PROVIDED DATA:
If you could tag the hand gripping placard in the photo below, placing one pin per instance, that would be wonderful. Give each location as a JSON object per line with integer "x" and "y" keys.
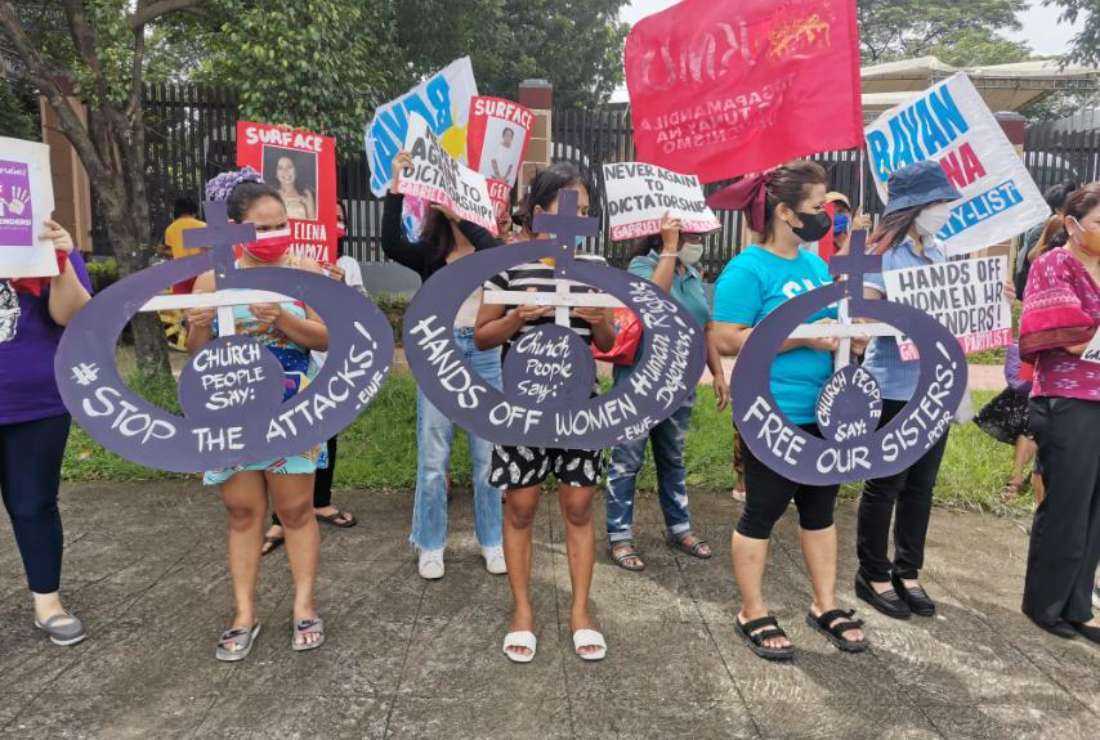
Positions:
{"x": 557, "y": 412}
{"x": 850, "y": 404}
{"x": 231, "y": 390}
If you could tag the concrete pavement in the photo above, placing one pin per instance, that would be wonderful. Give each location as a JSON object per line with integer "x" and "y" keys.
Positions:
{"x": 144, "y": 566}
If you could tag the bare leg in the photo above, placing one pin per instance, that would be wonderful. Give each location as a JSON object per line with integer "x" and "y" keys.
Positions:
{"x": 749, "y": 556}
{"x": 818, "y": 548}
{"x": 519, "y": 508}
{"x": 581, "y": 549}
{"x": 293, "y": 496}
{"x": 245, "y": 499}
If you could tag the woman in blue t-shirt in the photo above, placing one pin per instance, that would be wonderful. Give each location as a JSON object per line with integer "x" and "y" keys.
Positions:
{"x": 787, "y": 209}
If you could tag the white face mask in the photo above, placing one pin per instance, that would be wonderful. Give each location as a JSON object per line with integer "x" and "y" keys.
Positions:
{"x": 691, "y": 253}
{"x": 932, "y": 219}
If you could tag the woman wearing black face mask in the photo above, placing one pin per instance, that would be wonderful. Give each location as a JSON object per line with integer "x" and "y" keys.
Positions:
{"x": 787, "y": 209}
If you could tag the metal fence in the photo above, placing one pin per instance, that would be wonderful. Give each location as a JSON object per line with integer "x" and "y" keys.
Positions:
{"x": 191, "y": 136}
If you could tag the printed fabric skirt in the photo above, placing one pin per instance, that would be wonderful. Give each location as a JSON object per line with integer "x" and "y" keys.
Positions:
{"x": 304, "y": 464}
{"x": 1005, "y": 418}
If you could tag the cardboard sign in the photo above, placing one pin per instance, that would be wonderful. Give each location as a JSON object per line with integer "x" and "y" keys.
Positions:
{"x": 952, "y": 124}
{"x": 301, "y": 165}
{"x": 966, "y": 296}
{"x": 1092, "y": 351}
{"x": 440, "y": 178}
{"x": 26, "y": 199}
{"x": 442, "y": 100}
{"x": 546, "y": 402}
{"x": 849, "y": 404}
{"x": 231, "y": 390}
{"x": 499, "y": 132}
{"x": 719, "y": 89}
{"x": 639, "y": 195}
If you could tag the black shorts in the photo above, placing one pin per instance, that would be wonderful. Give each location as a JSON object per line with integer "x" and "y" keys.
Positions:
{"x": 520, "y": 467}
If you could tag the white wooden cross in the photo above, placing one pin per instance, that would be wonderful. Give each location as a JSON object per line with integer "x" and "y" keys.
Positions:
{"x": 853, "y": 266}
{"x": 565, "y": 225}
{"x": 220, "y": 234}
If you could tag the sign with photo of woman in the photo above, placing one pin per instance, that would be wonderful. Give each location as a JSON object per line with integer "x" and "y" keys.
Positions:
{"x": 301, "y": 166}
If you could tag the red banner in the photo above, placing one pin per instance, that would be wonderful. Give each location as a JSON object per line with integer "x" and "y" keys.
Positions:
{"x": 301, "y": 165}
{"x": 719, "y": 89}
{"x": 496, "y": 140}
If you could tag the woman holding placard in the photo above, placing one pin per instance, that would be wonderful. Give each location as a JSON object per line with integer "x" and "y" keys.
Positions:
{"x": 523, "y": 470}
{"x": 905, "y": 239}
{"x": 1060, "y": 318}
{"x": 34, "y": 424}
{"x": 444, "y": 239}
{"x": 787, "y": 208}
{"x": 290, "y": 331}
{"x": 670, "y": 261}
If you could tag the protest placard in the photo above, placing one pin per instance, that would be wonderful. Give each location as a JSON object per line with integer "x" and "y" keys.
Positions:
{"x": 719, "y": 89}
{"x": 442, "y": 100}
{"x": 967, "y": 296}
{"x": 26, "y": 199}
{"x": 301, "y": 165}
{"x": 496, "y": 141}
{"x": 1092, "y": 351}
{"x": 440, "y": 178}
{"x": 639, "y": 195}
{"x": 950, "y": 123}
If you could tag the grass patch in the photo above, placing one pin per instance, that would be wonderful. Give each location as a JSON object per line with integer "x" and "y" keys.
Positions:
{"x": 378, "y": 451}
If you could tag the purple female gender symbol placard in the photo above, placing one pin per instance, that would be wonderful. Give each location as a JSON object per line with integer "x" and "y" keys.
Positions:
{"x": 850, "y": 405}
{"x": 560, "y": 412}
{"x": 231, "y": 390}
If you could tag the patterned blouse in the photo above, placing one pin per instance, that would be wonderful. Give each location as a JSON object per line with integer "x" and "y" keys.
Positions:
{"x": 1062, "y": 308}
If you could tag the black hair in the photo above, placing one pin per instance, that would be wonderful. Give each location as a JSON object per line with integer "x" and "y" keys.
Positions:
{"x": 185, "y": 206}
{"x": 245, "y": 195}
{"x": 545, "y": 187}
{"x": 1055, "y": 196}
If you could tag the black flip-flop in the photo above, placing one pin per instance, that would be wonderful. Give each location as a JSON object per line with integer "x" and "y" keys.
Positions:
{"x": 271, "y": 544}
{"x": 755, "y": 641}
{"x": 835, "y": 632}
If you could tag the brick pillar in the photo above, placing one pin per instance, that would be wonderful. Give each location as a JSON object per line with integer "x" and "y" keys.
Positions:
{"x": 72, "y": 189}
{"x": 538, "y": 96}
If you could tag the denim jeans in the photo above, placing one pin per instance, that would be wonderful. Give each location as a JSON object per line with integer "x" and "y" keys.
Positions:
{"x": 433, "y": 435}
{"x": 668, "y": 439}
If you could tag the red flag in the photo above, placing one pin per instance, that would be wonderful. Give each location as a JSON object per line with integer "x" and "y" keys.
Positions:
{"x": 719, "y": 88}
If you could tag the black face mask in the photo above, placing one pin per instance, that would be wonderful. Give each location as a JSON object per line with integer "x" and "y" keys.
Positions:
{"x": 814, "y": 225}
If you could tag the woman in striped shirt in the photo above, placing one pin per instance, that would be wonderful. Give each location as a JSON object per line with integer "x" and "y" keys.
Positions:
{"x": 523, "y": 470}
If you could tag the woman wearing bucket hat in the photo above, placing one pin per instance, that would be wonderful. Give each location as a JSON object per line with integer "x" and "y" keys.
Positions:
{"x": 905, "y": 238}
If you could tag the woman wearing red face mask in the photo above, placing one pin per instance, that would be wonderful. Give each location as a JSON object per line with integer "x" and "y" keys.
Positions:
{"x": 290, "y": 331}
{"x": 1062, "y": 313}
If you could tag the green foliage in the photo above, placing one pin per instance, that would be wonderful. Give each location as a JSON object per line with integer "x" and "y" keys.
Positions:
{"x": 902, "y": 29}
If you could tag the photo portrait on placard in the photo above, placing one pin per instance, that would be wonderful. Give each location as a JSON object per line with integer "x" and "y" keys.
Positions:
{"x": 294, "y": 174}
{"x": 504, "y": 143}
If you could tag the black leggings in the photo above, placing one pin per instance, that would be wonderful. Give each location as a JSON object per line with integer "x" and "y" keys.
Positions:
{"x": 322, "y": 482}
{"x": 30, "y": 473}
{"x": 768, "y": 494}
{"x": 908, "y": 498}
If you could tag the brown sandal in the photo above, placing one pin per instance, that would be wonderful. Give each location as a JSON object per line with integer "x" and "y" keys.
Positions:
{"x": 340, "y": 519}
{"x": 624, "y": 551}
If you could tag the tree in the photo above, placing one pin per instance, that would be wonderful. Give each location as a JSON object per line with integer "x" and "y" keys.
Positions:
{"x": 574, "y": 44}
{"x": 1085, "y": 46}
{"x": 902, "y": 29}
{"x": 96, "y": 48}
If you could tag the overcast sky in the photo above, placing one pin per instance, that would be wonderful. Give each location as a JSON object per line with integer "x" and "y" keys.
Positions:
{"x": 1041, "y": 29}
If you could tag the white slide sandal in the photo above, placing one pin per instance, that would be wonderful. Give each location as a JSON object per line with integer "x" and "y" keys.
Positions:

ASSIGNED TASK: Determine how many lines in the listing hold the word "shirt". Give only that figure.

ANSWER TO THIS TASK: 2